# start of Extracted information
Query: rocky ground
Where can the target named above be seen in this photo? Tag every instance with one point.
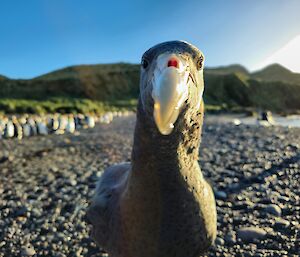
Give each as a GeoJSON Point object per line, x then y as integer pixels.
{"type": "Point", "coordinates": [46, 184]}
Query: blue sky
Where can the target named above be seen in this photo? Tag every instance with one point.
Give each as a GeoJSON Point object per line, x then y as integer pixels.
{"type": "Point", "coordinates": [39, 36]}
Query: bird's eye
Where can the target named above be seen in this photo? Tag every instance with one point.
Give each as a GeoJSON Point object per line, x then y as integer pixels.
{"type": "Point", "coordinates": [145, 63]}
{"type": "Point", "coordinates": [200, 63]}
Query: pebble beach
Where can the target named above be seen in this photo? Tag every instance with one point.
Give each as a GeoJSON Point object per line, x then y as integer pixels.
{"type": "Point", "coordinates": [46, 183]}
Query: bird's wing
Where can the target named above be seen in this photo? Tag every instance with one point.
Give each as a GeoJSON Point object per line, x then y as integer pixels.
{"type": "Point", "coordinates": [103, 212]}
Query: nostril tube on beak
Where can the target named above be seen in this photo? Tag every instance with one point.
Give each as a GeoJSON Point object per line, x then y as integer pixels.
{"type": "Point", "coordinates": [173, 63]}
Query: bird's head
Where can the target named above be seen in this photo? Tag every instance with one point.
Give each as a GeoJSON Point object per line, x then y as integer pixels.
{"type": "Point", "coordinates": [171, 80]}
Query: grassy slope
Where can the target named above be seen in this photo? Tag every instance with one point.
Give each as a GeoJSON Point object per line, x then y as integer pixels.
{"type": "Point", "coordinates": [96, 88]}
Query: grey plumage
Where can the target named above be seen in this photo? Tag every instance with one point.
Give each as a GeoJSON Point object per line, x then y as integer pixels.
{"type": "Point", "coordinates": [159, 205]}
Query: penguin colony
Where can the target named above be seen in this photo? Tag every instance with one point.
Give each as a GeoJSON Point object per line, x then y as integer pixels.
{"type": "Point", "coordinates": [32, 125]}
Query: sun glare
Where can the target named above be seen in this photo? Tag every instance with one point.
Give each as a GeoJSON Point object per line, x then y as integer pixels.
{"type": "Point", "coordinates": [288, 56]}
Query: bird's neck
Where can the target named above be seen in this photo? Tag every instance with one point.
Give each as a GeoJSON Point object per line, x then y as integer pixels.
{"type": "Point", "coordinates": [168, 155]}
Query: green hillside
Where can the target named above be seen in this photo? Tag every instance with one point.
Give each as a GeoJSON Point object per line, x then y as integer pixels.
{"type": "Point", "coordinates": [277, 72]}
{"type": "Point", "coordinates": [95, 88]}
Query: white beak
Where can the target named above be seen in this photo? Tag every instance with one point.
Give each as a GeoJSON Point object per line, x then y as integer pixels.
{"type": "Point", "coordinates": [170, 90]}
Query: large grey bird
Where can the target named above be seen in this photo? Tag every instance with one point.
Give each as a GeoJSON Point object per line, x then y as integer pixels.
{"type": "Point", "coordinates": [159, 205]}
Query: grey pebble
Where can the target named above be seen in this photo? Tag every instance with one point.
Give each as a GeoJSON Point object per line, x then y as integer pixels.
# end of Extracted information
• **What you will do**
Copy all of the lines above verbatim, leaving out the pictures.

• **Response to this exercise**
Query: rocky ground
Where can the target named above be seen in this photo? Tag every instance with one point.
Give each as a GeoJSON Point object per line, x then y as integer pixels.
{"type": "Point", "coordinates": [46, 184]}
Query: blue sky
Where can the target named above be seen in this photo? Tag every instance with one point.
Give each as a GeoJSON Point object per line, x then y as integer pixels.
{"type": "Point", "coordinates": [39, 36]}
Query: bird's eye
Where can the target named above be seen in this photo? Tag every instance with one point.
Give each as a GeoJSON Point object per line, x then y as integer pixels.
{"type": "Point", "coordinates": [145, 63]}
{"type": "Point", "coordinates": [200, 63]}
Query: pebble beach
Where can the target named above be seen in this photo? Tag every instance with one point.
Give each as a GeoJSON Point object per line, x then y as integer pixels.
{"type": "Point", "coordinates": [46, 183]}
Query: bird's wing
Where can the target named above be seen in this photo? Tag every instance with one point.
Give each as a GeoJSON Point object per line, x then y as integer pixels.
{"type": "Point", "coordinates": [103, 212]}
Query: nostril tube on beak
Where can the target named above be seen in this photo? Tag every instance with one point.
Give each as a GeoJSON Point object per line, x then y as integer pixels.
{"type": "Point", "coordinates": [173, 63]}
Query: bird's head
Where can the target named above be seen in this photo? Tag every instance with one point.
Give each as a GeoJSON Point object per line, x then y as integer pixels.
{"type": "Point", "coordinates": [171, 80]}
Query: grassy slope
Where can the target named above be seen in this photo? Tag every instance with one point.
Give each as a GeoJSON Point object per line, x then y as integer pixels.
{"type": "Point", "coordinates": [96, 88]}
Query: grey plumage
Where can the target named above be seen in this photo? Tag every instance with one point.
Give each as a GeoJSON Point object per line, x then y as integer pixels.
{"type": "Point", "coordinates": [159, 205]}
Query: penguin colony
Where can the target named above be seen in this photo? Tag every instance with one point.
Give each as a GeoJSON Point object per line, x then y as integer pixels.
{"type": "Point", "coordinates": [32, 125]}
Query: sun glare
Where can the target named above be seen in this photo? Tag every instance with one point.
Give each as a GeoJSON Point object per line, x then y as integer pixels.
{"type": "Point", "coordinates": [288, 56]}
Query: bird's neck
Where can the target named above be seen in this photo? Tag every instance with one point.
Give each as a GeoJSON Point object per line, x then y as integer pixels.
{"type": "Point", "coordinates": [168, 155]}
Query: green hillside
Where can the target named above be seen in this photo? Tag every instance with one point.
Give each as a GeoJSON Point object per line, x then y as integer pixels.
{"type": "Point", "coordinates": [277, 72]}
{"type": "Point", "coordinates": [95, 88]}
Query: white beak
Where can the target named above be seen in this photo? Tag every instance with one point.
Give each as a GeoJSON Point object per line, x then y as integer pixels.
{"type": "Point", "coordinates": [170, 90]}
Query: large grey bird
Where can the target named above be seen in this photo? Tag every instance with one point.
Give each as a GeoJSON Point object per line, x then y as integer pixels.
{"type": "Point", "coordinates": [159, 205]}
Query: grey pebble
Where can the target named above be seen in this photo? Tag every instance with one point.
Give each as a GeoJSON Point object per line, x then y as integer pixels.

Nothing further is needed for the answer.